→ **TEXT SECTION**:
David Lynch's passing on Jan. 16 marked the end of a remarkably original creative career, one that included visionary feature films and one of the most influential series in television history, Twin Peaks. This month, the Salt Lake Film Society honors Lynch with a festival of some of his most noteworthy work, including a short film program April 4-5.
April 4-5: The Elephant Man (1980) – The first of Lynch's three Academy Award nominations for Best Director came in this fact-based story of the Victorian London-era friendship between physician Frederick Treves (Anthony Hopkins) and deformed sideshow curiosity John Merrick (John Hurt). Those two performances are both remarkable, but Lynch's direction captured both the horror of an increasingly mechanized society and the profound humanity involved in seeing beyond the skin to someone's soul.
April 11-12: Eraserhead (1977) – Maybe it is just a primal scream of parental anxiety; maybe it's a more general metaphor about dehumanization. However you interpret it—and as is generally true with Lynch, how it makes you feel is more important than what it means—the director's debut feature remains one of the most distinctive and unsettling films in the cult canon.

→ **WHAT YOU WILL DO**:
**a.** Summarize the Lynch festival text in two sentences.
**b.** According to the Lynch festival text, which film brought Lynch the first of his three Academy Award nominations for Best Director?
**c.** Rewrite the paragraph of the Lynch festival text that begins "April 11-12: Eraserhead" more briefly, keeping its main facts.

→ **SOURCE EXCERPT**:
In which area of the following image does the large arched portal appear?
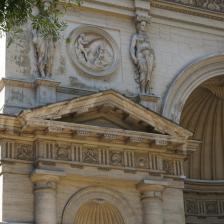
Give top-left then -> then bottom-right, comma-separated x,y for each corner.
74,200 -> 124,224
180,76 -> 224,180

→ **ANSWER LIST**:
**a.** David Lynch, who died on Jan. 16, had a remarkably original career that included visionary feature films and the influential television series Twin Peaks. This month the Salt Lake Film Society is honoring him with a festival of his noteworthy work, including a short film program on April 4-5 and screenings of The Elephant Man and Eraserhead.

**b.** The Elephant Man (1980).

**c.** April 11-12: Eraserhead (1977), Lynch's debut feature, may be read as a scream of parental anxiety or a metaphor about dehumanization, though how it makes you feel matters more than what it means. It remains one of the most distinctive and unsettling films in the cult canon.